* [Written task A]: Locate each line in the records below that contains the word "cloudy", and copy those lines.

Rivka Basman Ben-Hayim
Rivka Basman’s mother died when she was five. Her younger brother was ripped from her hands and murdered by the Nazis, and she escaped from the Nazi death march. After the war, she helped the illegal immigration movement to what was then Palestine. During that time, she met and married the painter Shmuel Ben-Haim, who designed every one of her books. The couple lived on Kibbutz Ha-Ma’apil for sixteen years, where she taught schoolchildren. During the 1960s, she studied comparative literature at Columbia University for one year, and later went to Russia, where her husband was Israel’s cultural attache. In Russia, she furthered clandestine contacts between Soviet Yiddish writers and the outside world. After her husband died, she added “Ben-Haim” to her name.
Family and Education
Rivka Basman Ben-Haim was born in Wilkomir (Ukmerge), Lithuania to Yekhezkel and Tsipora (née Heyman) on February 20, 1925. Her mother died in 1930, and her father remarried; he and his second wife had a son, Aharon (Arele).
As a child, Rivka attended a Yiddish-speaking folk-shul, and she and her classmates read and delighted in the poems and stories of the Yiddish woman writer Kadya Molodowsky. Even then, she wrote poems in Yiddish. She continued studying in a Lithuanian “gymnasium” (academic high school), but in 1941, before she could graduate, her family moved into what later became the Vilna ghetto. She spent two years in the ghetto, where she met the poet Avraham Sutskever and read him her poems in Lithuanian and Yiddish. He encouraged her to write only in Yiddish and was her mentor and friend till his death.
The Holocaust
When the Vilno ghetto was liquidated, Rivka was sent to Kaiserwald, a forced labor camp for women in Riga. While in the camp, she and two others decided that each would do something every day to lift the spirits of the women in the camp: one sang a song, one danced, and Rivka recited a poem she had composed that day (“Remembrance,” The Thirteenth Hour, pp. 12-13). When Kaiserwald was liquidated, she managed to rescue her poems by rolling her copy of them under her tongue. She later said of these poems that they are “not sublimated enough”: they are a cry from the heart but not artistic enough to be considered good poetry. She plans to leave them to Yad Vashem, where they will serve as historical documents.
Rivka’s father (b. 1897) was murdered by the Germans in Klooge, a camp in northern Estonia, shortly before the Allied victory. Her brother Aharon was murdered by the Germans when he was about eight years old.
Marriage and Immigration to Israel
After World War II, Rivka spent two years in Belgrade (1945–1947), where she married “Mula” Shmuel Ben-Haim. There she helped him run the Belgrade Berihah (Heb. “flight”) station for moving Jews out of Eastern Europe for illegal immigration to Palestine. To avoid detection from Interpol, Mula took on her name, “Basman.”
Upon arrival in Israel in 1947, the couple became members of A voluntary collective community, mainly agricultural, in which there is no private wealth and which is responsible for all the needs of its members and their families.kibbutz Ha-Ma’apil. Mula, who had joined the Haganah, became an active soldier in the War of Independence, and Rivka helped defend her kibbutz when it was attacked.
After the war, Rivka studied at the Seminar Ha-Kibbutzim in Tel Aviv, from which she received a teaching diploma. She taught children on Kibbutz Ha-Ma’apil, where the couple lived for sixteen years. At the same time, she published poetry and was a member of the Yiddish poets’ group, Yung Yisroel (Yid. Young Israel).

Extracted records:
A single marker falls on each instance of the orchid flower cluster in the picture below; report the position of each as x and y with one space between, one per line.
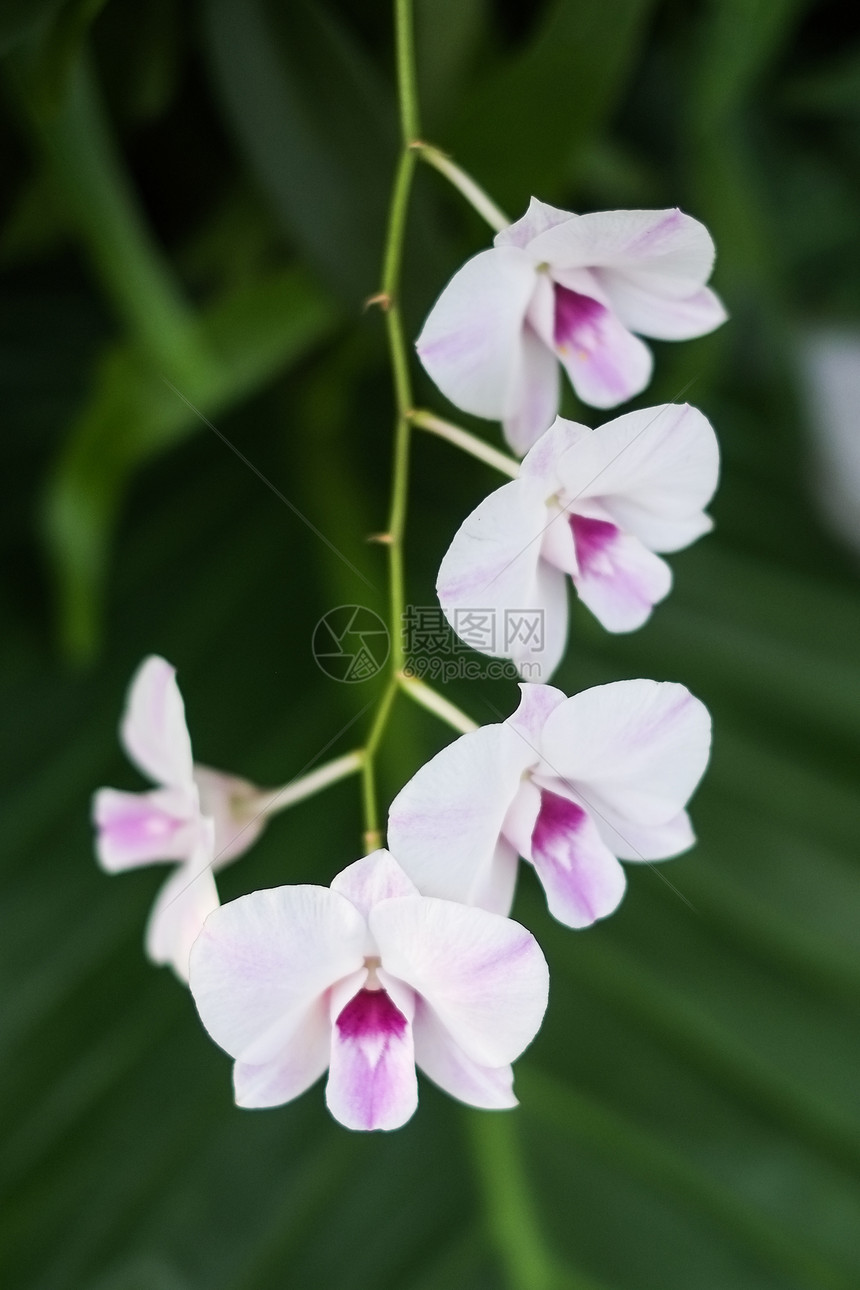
410 959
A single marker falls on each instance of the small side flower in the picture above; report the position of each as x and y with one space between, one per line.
560 289
571 784
595 506
192 818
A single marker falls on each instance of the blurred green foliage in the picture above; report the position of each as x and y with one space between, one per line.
195 195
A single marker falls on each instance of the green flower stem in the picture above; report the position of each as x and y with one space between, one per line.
433 702
464 183
468 443
85 164
373 833
388 299
297 790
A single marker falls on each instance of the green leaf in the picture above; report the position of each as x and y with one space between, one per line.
136 413
316 125
22 18
524 124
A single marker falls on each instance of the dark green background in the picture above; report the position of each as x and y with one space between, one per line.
690 1112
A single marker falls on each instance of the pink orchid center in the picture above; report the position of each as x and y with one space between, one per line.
593 541
142 823
371 1021
578 321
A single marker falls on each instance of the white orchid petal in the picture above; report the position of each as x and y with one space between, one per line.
154 729
544 462
520 822
669 245
491 565
497 884
262 960
535 704
371 1075
484 975
538 663
579 873
537 219
221 799
439 1057
373 879
653 470
535 401
445 823
294 1070
182 906
471 343
665 317
633 751
647 843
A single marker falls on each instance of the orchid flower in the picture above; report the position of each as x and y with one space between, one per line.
192 817
589 505
368 979
558 288
571 784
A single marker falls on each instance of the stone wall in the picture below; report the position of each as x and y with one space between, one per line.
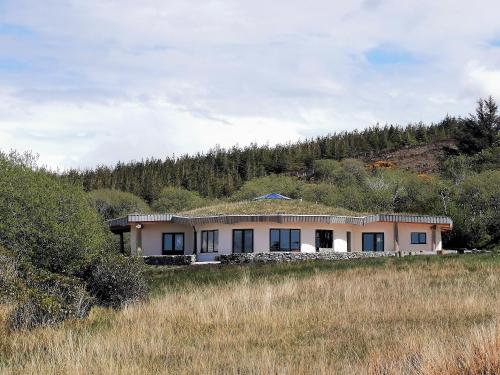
169 260
293 257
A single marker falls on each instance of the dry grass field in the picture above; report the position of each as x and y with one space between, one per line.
418 315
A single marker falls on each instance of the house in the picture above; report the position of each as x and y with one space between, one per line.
277 225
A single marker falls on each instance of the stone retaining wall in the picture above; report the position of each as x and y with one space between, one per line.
169 260
293 257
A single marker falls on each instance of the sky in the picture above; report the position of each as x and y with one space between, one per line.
88 82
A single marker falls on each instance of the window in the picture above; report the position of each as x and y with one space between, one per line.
418 238
173 243
209 241
373 241
242 240
284 239
324 239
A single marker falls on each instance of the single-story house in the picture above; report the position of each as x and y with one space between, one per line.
277 225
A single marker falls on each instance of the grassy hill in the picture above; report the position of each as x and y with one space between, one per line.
418 315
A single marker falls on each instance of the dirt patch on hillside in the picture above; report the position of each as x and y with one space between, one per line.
420 159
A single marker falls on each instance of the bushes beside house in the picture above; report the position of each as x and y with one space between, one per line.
56 257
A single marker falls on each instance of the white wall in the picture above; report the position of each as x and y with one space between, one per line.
152 236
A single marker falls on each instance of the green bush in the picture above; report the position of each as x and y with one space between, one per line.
475 211
40 297
49 222
111 203
115 281
173 199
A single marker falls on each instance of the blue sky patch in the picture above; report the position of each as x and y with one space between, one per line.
389 56
12 66
16 30
495 42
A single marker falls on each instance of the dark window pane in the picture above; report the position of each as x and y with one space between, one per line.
210 241
368 241
248 241
216 240
275 239
204 239
324 239
284 239
295 239
179 242
379 246
167 242
237 241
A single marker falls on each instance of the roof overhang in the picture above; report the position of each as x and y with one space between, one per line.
444 222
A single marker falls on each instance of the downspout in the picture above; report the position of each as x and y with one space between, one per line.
434 237
396 238
195 242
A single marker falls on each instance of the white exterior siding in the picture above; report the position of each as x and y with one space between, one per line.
152 236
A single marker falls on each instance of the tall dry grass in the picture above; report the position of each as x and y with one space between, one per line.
417 319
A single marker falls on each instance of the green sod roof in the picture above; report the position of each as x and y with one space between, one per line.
269 207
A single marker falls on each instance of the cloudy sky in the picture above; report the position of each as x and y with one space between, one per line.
84 82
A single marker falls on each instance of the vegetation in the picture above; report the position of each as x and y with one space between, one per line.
112 203
172 199
220 172
270 207
419 315
52 249
323 171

* [Written task B]: From the biography of Rivka Basman Ben-Haim above, reproduce the passage starting at "As a child, Rivka" and ending at "till his death.".

* [Expected output A]:
A single marker falls on each instance of the cloudy sky in the picture above; report the position of each as x and y with one space between, one per line.

* [Expected output B]:
As a child, Rivka attended a Yiddish-speaking folk-shul, and she and her classmates read and delighted in the poems and stories of the Yiddish woman writer Kadya Molodowsky. Even then, she wrote poems in Yiddish. She continued studying in a Lithuanian “gymnasium” (academic high school), but in 1941, before she could graduate, her family moved into what later became the Vilna ghetto. She spent two years in the ghetto, where she met the poet Avraham Sutskever and read him her poems in Lithuanian and Yiddish. He encouraged her to write only in Yiddish and was her mentor and friend till his death.